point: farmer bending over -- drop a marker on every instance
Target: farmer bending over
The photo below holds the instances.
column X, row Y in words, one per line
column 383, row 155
+-------+
TASK BRIEF » Could you turn the records above into a Markdown table with a "Number" column giving each line's position and a "Text" column holding the line itself, leaving out any blank lines?

RESULT »
| Number | Text |
|---|---|
| 1 | point: farmer bending over -- drop a marker on every instance |
| 2 | Target: farmer bending over |
| 3 | The photo below holds the instances. |
| 4 | column X, row Y in words, one per line |
| 5 | column 383, row 155 |